_GIVEN INSTRUCTION 1_:
Which record label released the album described in the Roger album text?
--- SELECTED EXCERPT ---
Studio album by Roger
- Released: 1981
- Recorded: 1981, Detroit, Michigan
- Genre: Funk, electro funk, blues
- Length: 40:13
- Label: Warner Bros.
- Producer: Roger Troutman

Roger chronology
|  | The Many Facets of Roger (1981) | The Saga Continues... (1984) |

= The Many Facets of Roger =

The Many Facets of Roger is the debut solo project by Dayton, Ohio-based funk musician Roger Troutman. The album went gold based on the R&B successes of "So Ruff, So Tuff" and his cover of Marvin Gaye's "I Heard It through the Grapevine". In the album, Troutman featured two instrumentals, "A Chunk of Sugar" and "Blue (A Tribute to the Blues)", which was recorded inside Detroit's United Sound Studios.
--- EXERCISE MATERIALS ---
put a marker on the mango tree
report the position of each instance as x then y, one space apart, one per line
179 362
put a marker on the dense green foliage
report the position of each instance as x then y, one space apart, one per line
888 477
---
_GIVEN INSTRUCTION 2_:
Give every line of the rows that follow the album text as a numbered list, leaving out any blank lines.

_EXERCISE RESPONSE 1_:
Warner Bros.

_EXERCISE RESPONSE 2_:
1. put a marker on the mango tree
2. report the position of each instance as x then y, one space apart, one per line
3. 179 362
4. put a marker on the dense green foliage
5. report the position of each instance as x then y, one space apart, one per line
6. 888 477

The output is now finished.